[Opening Available records section]
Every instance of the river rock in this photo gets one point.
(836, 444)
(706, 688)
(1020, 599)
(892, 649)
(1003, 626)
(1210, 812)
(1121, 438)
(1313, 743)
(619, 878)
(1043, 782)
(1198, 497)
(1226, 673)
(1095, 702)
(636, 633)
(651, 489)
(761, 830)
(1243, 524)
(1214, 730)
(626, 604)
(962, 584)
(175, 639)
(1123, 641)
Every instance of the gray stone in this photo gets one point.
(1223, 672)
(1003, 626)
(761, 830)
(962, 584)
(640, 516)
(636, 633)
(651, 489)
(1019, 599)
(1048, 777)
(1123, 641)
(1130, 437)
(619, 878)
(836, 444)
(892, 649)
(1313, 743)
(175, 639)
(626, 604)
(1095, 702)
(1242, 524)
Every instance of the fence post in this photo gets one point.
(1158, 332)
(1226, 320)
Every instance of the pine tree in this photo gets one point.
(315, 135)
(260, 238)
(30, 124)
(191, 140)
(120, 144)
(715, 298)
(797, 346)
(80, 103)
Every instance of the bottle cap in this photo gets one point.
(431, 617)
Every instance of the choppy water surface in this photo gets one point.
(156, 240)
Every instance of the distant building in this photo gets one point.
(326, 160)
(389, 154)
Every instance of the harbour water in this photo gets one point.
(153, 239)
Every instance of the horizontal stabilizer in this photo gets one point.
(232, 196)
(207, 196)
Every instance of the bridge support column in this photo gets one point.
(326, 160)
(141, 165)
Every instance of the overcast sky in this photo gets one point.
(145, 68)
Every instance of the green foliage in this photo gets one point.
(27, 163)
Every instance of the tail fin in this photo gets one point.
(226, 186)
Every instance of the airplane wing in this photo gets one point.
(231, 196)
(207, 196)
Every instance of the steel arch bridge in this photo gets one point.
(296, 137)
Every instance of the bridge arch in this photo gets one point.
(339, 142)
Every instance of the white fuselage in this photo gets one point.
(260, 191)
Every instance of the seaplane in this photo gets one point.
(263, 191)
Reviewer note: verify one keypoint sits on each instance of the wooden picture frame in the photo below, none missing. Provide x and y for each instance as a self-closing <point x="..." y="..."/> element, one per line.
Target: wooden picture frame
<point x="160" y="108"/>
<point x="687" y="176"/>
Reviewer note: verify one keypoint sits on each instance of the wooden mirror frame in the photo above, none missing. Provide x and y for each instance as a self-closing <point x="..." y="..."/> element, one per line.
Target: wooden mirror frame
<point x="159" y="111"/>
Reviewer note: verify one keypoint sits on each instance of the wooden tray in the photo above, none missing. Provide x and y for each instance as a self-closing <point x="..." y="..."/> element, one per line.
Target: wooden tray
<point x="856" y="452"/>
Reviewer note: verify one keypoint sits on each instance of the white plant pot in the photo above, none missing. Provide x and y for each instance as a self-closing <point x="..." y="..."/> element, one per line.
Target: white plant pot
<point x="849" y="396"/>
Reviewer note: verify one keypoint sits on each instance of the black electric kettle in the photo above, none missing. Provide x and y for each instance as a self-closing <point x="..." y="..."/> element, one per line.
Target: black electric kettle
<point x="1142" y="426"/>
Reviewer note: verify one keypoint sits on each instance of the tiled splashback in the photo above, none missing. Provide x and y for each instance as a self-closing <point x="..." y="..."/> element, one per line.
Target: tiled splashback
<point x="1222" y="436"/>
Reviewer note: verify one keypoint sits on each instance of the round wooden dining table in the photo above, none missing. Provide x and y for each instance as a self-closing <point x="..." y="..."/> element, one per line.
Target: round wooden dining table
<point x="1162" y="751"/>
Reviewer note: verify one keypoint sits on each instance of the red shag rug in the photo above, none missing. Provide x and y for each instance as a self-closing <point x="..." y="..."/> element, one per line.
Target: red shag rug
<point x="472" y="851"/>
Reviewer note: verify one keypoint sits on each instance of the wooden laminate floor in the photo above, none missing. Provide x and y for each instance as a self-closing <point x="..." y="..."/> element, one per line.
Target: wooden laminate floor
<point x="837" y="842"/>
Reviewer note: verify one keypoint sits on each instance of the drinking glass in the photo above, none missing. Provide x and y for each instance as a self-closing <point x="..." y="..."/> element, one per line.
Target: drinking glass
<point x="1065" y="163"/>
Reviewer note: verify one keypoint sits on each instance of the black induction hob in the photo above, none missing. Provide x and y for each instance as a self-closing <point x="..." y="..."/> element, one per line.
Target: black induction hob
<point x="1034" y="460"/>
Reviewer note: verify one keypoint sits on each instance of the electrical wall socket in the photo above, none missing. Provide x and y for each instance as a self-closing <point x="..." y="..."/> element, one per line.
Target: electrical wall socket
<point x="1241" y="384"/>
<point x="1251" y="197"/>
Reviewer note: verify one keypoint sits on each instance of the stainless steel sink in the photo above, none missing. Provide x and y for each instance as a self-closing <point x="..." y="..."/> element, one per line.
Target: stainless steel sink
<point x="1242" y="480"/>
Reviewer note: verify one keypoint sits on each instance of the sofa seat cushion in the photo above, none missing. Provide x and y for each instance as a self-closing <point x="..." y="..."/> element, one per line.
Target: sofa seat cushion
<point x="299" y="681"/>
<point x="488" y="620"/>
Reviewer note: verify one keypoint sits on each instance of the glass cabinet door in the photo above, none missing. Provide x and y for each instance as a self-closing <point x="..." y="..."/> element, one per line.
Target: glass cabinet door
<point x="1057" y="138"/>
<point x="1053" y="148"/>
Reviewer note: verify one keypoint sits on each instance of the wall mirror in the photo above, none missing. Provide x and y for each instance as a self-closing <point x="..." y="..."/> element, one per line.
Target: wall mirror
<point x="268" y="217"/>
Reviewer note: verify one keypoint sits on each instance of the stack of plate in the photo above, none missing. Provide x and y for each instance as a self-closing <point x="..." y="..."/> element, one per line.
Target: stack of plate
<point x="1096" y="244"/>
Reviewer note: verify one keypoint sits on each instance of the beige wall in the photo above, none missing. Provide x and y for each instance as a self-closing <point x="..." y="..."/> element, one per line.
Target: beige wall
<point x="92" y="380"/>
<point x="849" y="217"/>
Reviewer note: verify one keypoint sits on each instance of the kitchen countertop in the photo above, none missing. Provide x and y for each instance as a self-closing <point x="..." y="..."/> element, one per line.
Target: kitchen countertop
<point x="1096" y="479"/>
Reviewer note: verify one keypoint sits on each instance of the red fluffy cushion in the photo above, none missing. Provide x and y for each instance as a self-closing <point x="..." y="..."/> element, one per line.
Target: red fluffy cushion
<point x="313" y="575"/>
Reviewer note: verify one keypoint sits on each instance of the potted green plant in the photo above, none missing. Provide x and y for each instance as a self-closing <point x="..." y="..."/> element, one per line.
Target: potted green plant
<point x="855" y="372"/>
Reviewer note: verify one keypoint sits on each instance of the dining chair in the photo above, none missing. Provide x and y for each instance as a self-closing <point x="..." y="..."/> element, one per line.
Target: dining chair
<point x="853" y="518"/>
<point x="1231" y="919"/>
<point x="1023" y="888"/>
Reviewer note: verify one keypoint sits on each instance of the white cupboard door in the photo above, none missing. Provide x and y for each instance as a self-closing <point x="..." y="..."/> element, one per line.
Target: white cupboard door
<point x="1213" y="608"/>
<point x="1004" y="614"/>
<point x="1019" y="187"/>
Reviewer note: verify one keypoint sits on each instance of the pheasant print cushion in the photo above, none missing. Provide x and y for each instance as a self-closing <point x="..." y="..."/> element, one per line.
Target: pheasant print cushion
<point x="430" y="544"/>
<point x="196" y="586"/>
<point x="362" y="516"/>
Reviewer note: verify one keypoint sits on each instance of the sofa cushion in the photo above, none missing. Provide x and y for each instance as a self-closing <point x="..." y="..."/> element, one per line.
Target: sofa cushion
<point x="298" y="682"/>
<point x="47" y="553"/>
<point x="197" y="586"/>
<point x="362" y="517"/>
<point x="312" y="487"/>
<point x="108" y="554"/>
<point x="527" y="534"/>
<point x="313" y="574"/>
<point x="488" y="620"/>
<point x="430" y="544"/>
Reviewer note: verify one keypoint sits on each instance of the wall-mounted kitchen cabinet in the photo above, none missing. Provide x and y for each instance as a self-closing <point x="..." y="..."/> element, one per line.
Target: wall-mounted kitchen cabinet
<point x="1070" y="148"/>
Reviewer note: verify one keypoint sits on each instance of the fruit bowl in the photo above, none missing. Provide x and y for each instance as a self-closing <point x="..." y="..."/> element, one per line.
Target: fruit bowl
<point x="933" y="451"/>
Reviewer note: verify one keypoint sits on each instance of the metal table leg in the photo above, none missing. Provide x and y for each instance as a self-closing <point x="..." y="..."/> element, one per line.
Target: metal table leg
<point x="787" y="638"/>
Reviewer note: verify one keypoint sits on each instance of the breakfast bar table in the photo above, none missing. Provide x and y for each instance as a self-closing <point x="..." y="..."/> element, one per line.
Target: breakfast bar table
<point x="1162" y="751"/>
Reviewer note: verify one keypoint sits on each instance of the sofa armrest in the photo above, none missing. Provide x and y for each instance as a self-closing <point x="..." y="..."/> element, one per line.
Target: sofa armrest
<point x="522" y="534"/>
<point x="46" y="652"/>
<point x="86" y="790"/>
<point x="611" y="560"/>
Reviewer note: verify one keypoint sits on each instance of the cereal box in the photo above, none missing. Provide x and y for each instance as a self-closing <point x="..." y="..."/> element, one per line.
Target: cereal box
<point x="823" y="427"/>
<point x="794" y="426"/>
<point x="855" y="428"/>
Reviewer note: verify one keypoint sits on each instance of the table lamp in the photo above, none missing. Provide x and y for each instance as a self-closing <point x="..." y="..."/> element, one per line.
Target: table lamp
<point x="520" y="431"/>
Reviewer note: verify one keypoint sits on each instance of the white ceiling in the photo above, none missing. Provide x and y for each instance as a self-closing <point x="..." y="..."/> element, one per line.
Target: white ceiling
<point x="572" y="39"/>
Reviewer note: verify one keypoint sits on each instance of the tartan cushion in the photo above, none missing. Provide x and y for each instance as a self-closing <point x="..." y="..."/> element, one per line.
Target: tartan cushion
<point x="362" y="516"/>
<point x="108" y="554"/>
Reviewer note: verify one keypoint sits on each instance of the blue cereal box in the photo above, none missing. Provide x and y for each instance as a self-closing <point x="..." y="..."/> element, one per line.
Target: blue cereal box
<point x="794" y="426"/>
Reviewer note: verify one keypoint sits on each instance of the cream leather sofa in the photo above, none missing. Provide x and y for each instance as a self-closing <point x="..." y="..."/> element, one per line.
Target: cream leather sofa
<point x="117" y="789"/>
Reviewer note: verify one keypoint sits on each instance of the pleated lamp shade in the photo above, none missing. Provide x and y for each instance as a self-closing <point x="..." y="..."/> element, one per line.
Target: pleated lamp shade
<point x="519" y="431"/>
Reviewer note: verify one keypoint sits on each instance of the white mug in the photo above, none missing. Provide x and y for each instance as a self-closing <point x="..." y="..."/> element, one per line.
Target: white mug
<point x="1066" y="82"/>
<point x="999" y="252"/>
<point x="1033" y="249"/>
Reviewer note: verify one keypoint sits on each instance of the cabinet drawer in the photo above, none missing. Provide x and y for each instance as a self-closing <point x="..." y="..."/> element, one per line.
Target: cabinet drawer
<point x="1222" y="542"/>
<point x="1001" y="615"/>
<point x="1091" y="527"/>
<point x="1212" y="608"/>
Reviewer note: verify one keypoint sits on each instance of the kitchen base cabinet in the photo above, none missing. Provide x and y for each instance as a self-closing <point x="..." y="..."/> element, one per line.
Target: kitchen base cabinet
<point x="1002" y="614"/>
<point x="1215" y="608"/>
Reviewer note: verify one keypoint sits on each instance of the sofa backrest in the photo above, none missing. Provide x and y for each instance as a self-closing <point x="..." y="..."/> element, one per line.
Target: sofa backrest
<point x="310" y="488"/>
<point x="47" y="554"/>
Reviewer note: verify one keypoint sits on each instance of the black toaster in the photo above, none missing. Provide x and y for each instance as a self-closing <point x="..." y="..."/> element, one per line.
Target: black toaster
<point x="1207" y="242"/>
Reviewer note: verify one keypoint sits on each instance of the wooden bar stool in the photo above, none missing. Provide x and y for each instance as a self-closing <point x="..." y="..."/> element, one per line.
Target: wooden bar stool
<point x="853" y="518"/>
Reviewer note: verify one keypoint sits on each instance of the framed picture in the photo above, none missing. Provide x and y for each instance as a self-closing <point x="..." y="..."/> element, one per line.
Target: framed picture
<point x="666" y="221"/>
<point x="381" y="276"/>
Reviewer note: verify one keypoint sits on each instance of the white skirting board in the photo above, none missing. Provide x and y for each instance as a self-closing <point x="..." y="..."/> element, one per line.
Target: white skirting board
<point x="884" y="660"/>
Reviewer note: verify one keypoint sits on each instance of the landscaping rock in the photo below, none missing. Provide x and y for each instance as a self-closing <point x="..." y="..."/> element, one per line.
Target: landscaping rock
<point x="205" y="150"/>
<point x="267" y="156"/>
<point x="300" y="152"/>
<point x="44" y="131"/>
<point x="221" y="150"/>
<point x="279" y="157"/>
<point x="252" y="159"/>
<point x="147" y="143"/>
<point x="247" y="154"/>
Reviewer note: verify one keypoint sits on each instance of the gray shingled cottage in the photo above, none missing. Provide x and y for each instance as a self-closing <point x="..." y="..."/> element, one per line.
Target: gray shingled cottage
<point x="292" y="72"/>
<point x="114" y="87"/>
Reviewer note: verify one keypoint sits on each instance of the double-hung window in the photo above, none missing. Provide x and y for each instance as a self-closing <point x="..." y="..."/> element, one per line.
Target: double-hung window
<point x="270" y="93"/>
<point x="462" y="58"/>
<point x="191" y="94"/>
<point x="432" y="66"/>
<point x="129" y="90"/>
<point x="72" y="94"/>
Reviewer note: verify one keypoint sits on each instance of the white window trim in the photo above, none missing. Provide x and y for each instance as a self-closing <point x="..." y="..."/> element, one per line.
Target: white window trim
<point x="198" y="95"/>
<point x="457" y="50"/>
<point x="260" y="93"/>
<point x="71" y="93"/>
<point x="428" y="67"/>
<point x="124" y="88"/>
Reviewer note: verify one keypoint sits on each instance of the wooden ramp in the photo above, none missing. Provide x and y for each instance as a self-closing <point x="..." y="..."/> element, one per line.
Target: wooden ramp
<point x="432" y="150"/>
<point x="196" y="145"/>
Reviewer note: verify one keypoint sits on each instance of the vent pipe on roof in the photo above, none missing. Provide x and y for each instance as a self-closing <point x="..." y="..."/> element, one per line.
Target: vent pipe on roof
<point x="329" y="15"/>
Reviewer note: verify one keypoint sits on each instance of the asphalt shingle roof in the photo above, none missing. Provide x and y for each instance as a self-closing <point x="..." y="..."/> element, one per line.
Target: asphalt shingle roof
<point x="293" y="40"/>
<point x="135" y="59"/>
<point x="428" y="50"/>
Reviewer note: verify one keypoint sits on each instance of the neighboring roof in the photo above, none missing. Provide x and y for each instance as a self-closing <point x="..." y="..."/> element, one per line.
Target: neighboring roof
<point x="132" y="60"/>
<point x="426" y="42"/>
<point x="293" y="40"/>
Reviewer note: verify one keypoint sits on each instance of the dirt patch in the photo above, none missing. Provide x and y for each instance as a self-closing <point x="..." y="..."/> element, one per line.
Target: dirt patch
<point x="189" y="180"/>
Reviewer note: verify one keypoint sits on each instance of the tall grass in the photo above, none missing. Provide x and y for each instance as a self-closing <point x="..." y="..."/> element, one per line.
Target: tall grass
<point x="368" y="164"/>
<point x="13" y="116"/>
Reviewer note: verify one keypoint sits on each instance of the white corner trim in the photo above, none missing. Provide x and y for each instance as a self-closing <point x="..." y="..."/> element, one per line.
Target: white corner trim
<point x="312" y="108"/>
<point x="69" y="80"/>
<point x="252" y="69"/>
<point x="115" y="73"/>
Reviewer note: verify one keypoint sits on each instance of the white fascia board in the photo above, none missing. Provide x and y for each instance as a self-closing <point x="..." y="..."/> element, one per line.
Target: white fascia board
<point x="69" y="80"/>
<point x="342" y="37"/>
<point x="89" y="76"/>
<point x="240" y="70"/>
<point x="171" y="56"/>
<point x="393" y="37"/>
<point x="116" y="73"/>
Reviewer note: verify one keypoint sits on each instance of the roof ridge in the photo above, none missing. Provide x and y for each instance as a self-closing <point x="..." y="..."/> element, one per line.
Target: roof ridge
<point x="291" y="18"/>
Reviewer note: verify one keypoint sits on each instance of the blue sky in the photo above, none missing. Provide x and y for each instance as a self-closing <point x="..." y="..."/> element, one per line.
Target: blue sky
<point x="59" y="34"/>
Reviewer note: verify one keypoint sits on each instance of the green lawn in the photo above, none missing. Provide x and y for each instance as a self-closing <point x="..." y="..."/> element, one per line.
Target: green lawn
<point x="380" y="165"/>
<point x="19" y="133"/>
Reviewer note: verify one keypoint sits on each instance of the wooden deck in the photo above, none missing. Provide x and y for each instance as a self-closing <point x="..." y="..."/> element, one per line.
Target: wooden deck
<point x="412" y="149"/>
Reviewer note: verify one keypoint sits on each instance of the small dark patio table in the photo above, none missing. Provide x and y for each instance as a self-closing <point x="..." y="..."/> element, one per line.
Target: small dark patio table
[Closing Available records section]
* [Required action]: Among the lines of the data above, count those holding "below" and state only the number.

* [Solution to this task]: 2